Selected text —
········

Tapering Off

Start out slow and taper off”
–Walt Stack, marathoner

My life has always been one of extremes. Drinking to excess. Pulling all-nighters in college. Moving thirty-odd times from island to desert and landing amidst the fjords of Norway along the way.

The excessiveness didn’t stop when I stopped drinking.

The effort I put into most everything I do still tends to be all or nothing. In twenty-plus years of sobriety, I’ve run two dozen marathons and ultramarathons. Written hundreds of blog posts. Published numerous stories and essays and poems. But my energy is not limited to the thud of my feet on a dusty trail or the number of words on a page; my emotions can easily run to extremes, especially as a family caregiver.

Finding emotional balance in caregiving is challenging when you feel everything all at once: Empathy. Terror. Devotion. Fury. Bliss. Agony. Patience. Burnout. Compassion. Now in my third iteration of caregiving—this time for my husband— I’ve reached official overload.

········

Source material —

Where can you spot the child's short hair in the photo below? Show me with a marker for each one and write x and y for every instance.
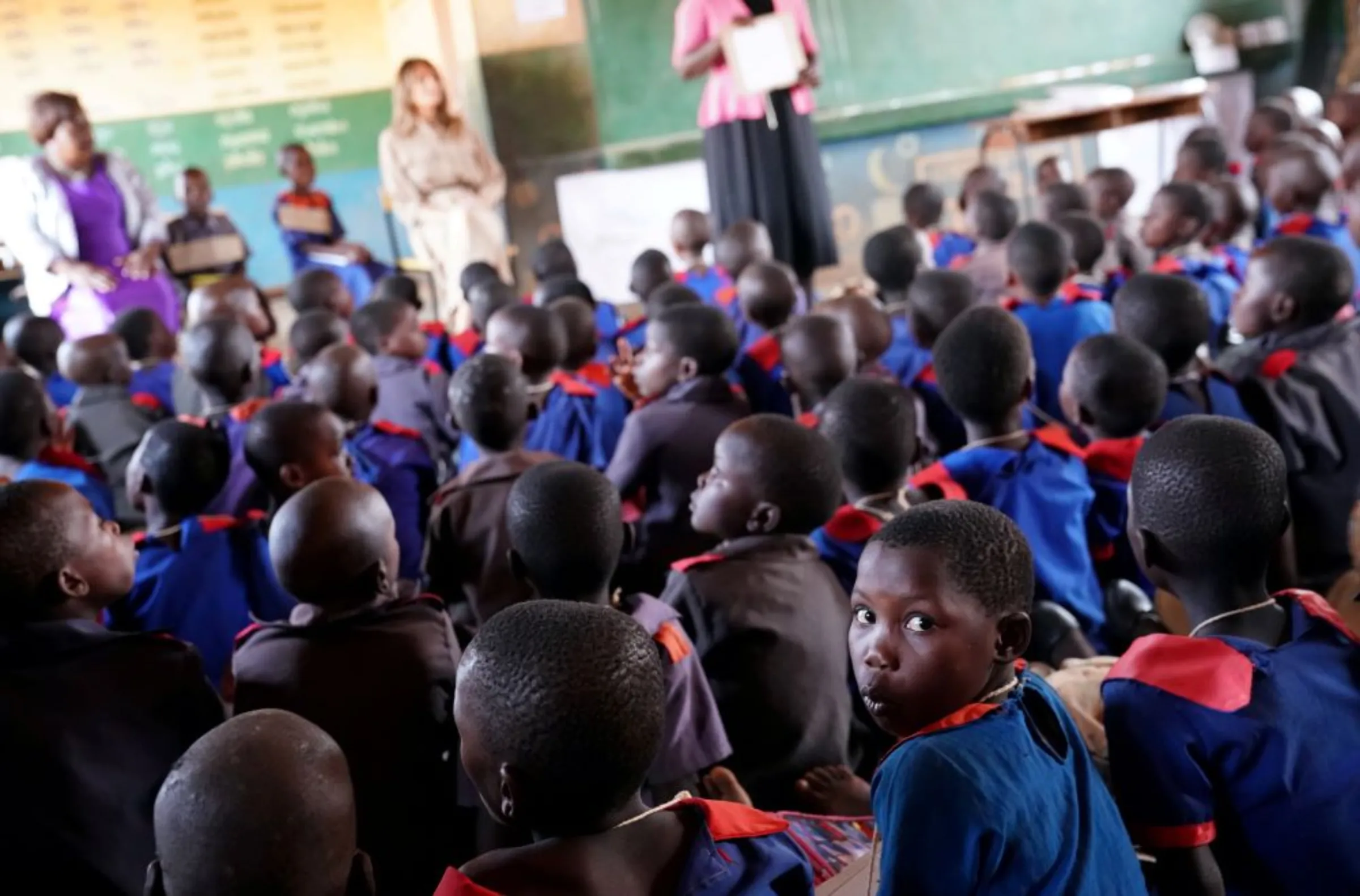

········

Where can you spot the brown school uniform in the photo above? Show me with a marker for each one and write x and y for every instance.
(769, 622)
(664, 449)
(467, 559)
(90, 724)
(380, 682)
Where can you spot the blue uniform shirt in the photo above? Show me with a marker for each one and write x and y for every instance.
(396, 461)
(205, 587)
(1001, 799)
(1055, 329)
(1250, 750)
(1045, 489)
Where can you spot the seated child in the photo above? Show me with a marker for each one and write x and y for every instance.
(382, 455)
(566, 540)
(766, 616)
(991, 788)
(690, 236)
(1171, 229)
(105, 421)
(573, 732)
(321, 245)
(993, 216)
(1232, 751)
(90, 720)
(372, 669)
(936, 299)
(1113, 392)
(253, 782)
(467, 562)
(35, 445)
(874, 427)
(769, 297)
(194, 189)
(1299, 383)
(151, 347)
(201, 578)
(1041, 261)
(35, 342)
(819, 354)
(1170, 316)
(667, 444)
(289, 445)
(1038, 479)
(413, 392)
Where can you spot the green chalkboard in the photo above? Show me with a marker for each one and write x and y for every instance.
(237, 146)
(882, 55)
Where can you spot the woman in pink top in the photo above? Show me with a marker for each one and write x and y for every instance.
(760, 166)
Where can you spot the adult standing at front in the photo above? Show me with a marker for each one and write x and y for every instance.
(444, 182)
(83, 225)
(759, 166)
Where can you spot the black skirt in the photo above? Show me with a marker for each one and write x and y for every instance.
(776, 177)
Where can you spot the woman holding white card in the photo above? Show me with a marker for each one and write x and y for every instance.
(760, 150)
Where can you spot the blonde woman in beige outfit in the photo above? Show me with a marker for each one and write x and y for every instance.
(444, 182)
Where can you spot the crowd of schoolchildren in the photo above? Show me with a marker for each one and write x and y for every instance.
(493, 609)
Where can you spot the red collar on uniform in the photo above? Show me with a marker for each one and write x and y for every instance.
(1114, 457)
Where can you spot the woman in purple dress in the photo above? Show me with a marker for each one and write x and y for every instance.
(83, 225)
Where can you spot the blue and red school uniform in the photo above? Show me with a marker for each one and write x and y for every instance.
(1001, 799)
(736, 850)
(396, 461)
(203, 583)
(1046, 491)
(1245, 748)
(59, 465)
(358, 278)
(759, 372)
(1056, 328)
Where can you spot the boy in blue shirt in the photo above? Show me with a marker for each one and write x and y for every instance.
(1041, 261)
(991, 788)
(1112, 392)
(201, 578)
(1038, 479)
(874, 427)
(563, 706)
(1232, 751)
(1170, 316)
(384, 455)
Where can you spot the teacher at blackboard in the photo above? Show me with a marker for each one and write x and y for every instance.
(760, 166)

········

Required action 1 — According to the Tapering Off essay, how many marathons and ultramarathons has the writer run during sobriety?
Required action 2 — From the Tapering Off essay, extract the part that opens with the words containing "My life has" and closes with "along the way.".
Required action 3 — Write what comes next in the Tapering Off essay, starting after its final sentence.
The items are separate material and are not connected to the Tapering Off essay.

Task result 1 — Two dozen.

Task result 2 —
My life has always been one of extremes. Drinking to excess. Pulling all-nighters in college. Moving thirty-odd times from island to desert and landing amidst the fjords of Norway along the way.

Task result 3 —
This time, I’m forcing myself to respond differently.

In running, we call it tapering, that seemingly counterintuitive process when we purposely slow down our training two weeks before a big race. This gradual reduction of miles and intensity levels rests both body and mind.

Today, I’m reducing everything from running to writing to housecleaning and errands. Exhausted by the demands of a housebound injured spouse unable to exercise, we both embrace the art of the taper, simultaneously fitting and ironic, since he, a fitness trainer and former marathoner, has coached me through all my races. For better and for worse, he has taught me that slowing down, as difficult as it is in running and in life, is essential to achieving peak performance.

So, as he said to me right before my first marathon so many years ago, we put one foot in front of the other and repeat, one step at a time.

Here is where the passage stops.